====== GIVEN ENTRIES ======

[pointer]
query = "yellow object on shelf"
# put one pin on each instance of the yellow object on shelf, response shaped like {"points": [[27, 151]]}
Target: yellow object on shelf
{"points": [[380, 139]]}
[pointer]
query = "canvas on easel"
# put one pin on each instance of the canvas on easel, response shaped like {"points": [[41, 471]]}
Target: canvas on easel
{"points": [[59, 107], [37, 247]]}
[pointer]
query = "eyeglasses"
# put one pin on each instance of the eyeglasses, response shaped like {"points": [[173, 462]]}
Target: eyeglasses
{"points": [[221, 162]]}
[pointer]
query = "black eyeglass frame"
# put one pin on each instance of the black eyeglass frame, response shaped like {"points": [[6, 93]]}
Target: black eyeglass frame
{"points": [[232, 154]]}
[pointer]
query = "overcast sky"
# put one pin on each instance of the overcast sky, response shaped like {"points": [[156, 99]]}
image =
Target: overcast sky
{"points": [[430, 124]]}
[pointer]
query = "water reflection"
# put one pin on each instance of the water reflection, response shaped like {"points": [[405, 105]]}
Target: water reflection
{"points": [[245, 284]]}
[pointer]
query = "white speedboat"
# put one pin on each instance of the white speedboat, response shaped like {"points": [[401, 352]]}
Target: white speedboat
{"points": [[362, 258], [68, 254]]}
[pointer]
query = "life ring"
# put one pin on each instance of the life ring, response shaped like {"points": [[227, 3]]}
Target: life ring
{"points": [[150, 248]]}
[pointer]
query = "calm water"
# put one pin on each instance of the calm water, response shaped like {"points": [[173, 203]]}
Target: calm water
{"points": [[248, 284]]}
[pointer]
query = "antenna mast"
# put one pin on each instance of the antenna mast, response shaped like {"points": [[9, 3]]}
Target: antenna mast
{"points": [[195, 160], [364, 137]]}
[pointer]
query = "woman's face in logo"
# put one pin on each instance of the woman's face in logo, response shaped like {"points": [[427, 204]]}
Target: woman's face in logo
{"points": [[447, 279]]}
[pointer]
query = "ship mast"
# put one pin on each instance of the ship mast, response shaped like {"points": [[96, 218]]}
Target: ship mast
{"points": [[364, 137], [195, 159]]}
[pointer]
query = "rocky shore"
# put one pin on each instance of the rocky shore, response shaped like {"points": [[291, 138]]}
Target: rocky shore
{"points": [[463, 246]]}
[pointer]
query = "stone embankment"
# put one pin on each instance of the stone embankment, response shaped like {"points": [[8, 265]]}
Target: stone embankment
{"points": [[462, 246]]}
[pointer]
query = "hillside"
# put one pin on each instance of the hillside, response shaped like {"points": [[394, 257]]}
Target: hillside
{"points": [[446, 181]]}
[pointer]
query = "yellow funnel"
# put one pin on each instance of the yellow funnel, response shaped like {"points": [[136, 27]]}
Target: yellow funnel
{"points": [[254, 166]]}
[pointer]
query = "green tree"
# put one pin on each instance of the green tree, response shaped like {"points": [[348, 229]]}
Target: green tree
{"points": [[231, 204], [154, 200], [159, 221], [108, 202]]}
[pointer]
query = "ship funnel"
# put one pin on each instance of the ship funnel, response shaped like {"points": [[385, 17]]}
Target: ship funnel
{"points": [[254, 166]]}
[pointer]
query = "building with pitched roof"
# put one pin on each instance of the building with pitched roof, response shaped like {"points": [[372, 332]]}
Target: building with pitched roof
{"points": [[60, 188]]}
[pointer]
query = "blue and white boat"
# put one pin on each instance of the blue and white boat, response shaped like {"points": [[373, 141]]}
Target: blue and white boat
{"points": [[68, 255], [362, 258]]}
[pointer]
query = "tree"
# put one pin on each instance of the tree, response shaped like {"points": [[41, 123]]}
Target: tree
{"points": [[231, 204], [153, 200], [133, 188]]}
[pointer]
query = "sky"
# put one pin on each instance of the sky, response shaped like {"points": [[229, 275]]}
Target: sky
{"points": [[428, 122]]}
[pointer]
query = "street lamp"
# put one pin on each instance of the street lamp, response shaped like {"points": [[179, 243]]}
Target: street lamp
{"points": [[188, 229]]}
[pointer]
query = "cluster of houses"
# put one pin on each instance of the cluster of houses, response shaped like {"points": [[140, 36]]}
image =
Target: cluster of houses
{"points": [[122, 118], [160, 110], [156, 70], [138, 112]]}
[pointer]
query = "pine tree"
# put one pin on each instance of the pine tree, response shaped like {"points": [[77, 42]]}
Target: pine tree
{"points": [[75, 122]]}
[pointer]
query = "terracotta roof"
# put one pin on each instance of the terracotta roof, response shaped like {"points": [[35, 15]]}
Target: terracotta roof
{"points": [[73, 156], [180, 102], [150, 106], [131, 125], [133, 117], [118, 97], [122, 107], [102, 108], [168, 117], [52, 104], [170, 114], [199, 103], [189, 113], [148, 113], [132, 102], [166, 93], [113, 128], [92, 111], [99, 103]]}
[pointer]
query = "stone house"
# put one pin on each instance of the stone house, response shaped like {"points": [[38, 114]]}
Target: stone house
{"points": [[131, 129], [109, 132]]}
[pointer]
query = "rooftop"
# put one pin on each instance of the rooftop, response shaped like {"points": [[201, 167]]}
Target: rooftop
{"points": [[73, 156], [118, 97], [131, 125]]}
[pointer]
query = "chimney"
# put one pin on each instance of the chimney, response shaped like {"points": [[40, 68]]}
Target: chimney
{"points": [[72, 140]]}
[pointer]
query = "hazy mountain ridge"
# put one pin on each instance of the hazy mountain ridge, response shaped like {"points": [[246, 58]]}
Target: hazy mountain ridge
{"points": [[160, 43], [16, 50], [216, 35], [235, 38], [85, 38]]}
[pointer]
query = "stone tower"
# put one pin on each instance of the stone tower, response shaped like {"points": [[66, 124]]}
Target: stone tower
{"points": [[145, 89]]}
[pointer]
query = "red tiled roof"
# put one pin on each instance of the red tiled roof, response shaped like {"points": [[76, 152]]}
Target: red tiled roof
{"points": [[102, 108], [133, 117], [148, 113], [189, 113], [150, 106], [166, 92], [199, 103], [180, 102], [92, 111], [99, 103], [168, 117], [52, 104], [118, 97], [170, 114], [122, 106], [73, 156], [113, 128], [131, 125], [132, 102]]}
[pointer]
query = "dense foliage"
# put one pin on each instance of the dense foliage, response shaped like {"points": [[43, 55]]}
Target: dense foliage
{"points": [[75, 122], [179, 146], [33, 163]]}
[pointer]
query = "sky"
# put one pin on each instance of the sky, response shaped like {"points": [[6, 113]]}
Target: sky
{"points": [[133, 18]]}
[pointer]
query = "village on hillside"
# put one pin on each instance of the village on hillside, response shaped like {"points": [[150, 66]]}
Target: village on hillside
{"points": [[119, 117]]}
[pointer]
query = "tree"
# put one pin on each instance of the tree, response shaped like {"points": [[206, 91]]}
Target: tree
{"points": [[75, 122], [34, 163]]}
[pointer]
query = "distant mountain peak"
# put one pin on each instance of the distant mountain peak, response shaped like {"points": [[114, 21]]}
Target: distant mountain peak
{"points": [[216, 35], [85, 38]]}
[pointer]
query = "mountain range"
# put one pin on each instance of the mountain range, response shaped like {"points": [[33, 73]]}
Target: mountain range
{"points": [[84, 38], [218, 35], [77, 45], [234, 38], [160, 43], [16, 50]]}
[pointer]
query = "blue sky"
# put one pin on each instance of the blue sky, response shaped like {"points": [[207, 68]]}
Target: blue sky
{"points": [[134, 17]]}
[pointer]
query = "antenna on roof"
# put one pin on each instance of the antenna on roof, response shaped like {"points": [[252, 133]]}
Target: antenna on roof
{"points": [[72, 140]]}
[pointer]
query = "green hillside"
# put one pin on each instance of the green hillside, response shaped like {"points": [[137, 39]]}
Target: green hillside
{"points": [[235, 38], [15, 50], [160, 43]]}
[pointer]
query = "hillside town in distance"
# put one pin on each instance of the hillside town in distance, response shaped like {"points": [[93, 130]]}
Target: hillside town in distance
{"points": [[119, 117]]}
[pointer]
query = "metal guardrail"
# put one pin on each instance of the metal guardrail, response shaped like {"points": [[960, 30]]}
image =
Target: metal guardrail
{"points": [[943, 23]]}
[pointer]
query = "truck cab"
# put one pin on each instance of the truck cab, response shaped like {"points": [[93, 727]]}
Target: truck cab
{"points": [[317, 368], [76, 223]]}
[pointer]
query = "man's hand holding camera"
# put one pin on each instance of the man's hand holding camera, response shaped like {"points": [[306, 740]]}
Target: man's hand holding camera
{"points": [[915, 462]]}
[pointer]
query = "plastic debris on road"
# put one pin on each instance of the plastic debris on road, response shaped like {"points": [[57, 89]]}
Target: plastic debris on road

======

[REQUIREMENT]
Considering only lines that hold the word "plastic", work out how many appear in the listing above and give that number only.

[YOUR RESPONSE]
3